#### [Task brief]
The listing is to be reproduced exactly, excluding its pictures.

_____

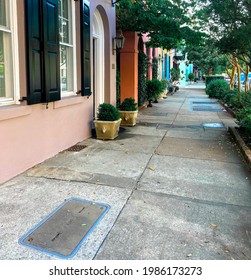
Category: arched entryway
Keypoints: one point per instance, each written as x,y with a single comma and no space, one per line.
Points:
98,61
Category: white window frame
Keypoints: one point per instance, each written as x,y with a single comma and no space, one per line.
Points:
15,56
73,45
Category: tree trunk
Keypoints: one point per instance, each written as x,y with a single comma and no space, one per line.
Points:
232,79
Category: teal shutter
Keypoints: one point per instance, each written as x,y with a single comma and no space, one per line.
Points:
85,48
43,79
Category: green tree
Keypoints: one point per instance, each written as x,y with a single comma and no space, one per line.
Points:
230,28
166,22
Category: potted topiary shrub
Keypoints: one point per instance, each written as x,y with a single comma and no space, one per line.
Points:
153,89
128,112
108,122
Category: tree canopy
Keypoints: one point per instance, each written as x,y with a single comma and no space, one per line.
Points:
165,22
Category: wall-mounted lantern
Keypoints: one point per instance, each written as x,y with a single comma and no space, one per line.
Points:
114,2
118,42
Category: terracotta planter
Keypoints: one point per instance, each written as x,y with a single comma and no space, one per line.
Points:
107,130
128,118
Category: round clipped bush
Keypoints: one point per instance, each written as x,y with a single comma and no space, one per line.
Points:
107,112
244,118
217,89
128,105
191,77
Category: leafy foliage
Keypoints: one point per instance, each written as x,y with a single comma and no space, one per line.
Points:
175,74
191,77
107,112
155,68
244,118
128,105
217,88
165,21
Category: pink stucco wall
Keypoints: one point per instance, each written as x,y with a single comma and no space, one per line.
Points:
32,134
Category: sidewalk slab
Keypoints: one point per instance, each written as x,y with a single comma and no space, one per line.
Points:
158,227
32,199
198,133
199,149
95,165
213,181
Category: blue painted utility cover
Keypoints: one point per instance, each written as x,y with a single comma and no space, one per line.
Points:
213,125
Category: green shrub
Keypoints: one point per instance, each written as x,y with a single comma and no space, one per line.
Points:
128,105
107,112
217,88
210,79
244,118
239,100
229,96
191,77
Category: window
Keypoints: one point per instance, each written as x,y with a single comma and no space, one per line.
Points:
7,83
67,47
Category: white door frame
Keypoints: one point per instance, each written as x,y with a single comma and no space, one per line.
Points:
98,74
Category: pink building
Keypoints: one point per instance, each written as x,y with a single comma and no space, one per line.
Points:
56,66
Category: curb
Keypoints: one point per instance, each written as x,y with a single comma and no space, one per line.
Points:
241,144
228,109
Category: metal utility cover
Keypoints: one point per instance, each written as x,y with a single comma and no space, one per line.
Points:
209,106
213,125
65,229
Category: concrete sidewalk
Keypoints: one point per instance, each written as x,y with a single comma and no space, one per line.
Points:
177,190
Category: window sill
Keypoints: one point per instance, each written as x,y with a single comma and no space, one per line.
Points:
68,101
14,111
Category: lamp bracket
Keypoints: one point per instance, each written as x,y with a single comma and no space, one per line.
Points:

_____

#### [Exercise result]
Category: arched entryway
Keypoints: one point per instance, each written as x,y with a single comma and no space, one per line.
Points:
98,61
Category: white window frame
Keypoints: one point per instance, each written as x,y with a single comma and no space, one per line.
Points:
15,56
73,45
Category: tree trunk
Keypoints: one point per instance, each written as x,y with a single comma and no space, one per line.
Points:
232,79
Category: teal shutter
Keypoints: one point per instance, each written as x,y with a single comma and no space, one per line.
Points:
85,48
43,79
Category: green tree
Keypoints: one point per instance, each written as x,y with a single comma and no space, one per line.
Points:
230,28
166,22
Category: potted topiary shrub
Keypoints: one point per instance, each written as x,y with a single comma and no space, one per line.
Points:
153,89
128,112
108,122
Category: tree canopy
Keypoints: one point per instance, each written as x,y with a single comma and no space, one per line.
Points:
165,22
Category: wall-mounted lantern
Keypoints: one point per instance, each written as x,y with a single comma and no space, one per line.
Points:
114,2
118,42
Category: terracotta planter
Keypoints: one point per instance, each written as x,y with a single comma and no space, one per line.
Points:
107,130
128,118
Category: round clipped bush
Keypoints: one point per instance, each written as x,y with a single comma and no space, one per line.
Points:
107,112
244,118
217,89
128,105
191,77
Category: leafy foliage
Keypoints: one point per instance, each written as x,y with a single comma and no space, one per line.
Points:
175,74
191,77
107,112
155,68
244,118
128,105
217,88
165,21
Category: pink stucco wall
Keypoints: one point per instance, each written as x,y with a single comma and no space, one per line.
Points:
32,134
Category: sidewalk slab
Keypoints: one point per instance, each written as x,y with a single comma and no space, one per line.
Points:
158,227
32,199
198,133
199,149
95,165
213,181
Category: blue painted utility cover
Keypoints: one point per instance, each written as x,y with a single comma and no space, one per line.
Points:
213,125
Category: green shrub
Keypoints: one point per instance, each written as x,y with a single comma and no space, one per line.
Points:
128,105
107,112
217,88
210,79
244,118
239,100
229,96
191,77
Category: window
Keypoints: one point per instance, each written as x,y with a single comma and no space, one per line.
Points:
7,83
67,47
Category: white door frame
Keypoints: one point per instance, each written as x,y with a single comma and no space, one per line.
Points:
98,74
Category: pink building
Keypoints: one point per instance, each written as x,y with a single comma and no space, one per line.
Points:
56,66
Category: curb
Keypoints: one point per instance, each written as x,y with a single comma and no space, one per line.
Points:
241,144
228,109
Category: metal utility cover
Keypoints: one point per instance, each written as x,y with a single comma and no space, one per line.
Points:
209,106
213,125
65,229
Category: concrete sidewalk
Keypoints: one point per instance, each written as x,y with a single comma and no space, one per line.
Points:
177,190
Category: window sill
Keypoints: one point per instance, each written as x,y with a single comma and no space, one per line.
Points:
68,101
14,111
Category: lamp bracket
Keypoints: one point per instance, each written as x,y with a single comma and no space, one per line.
Points:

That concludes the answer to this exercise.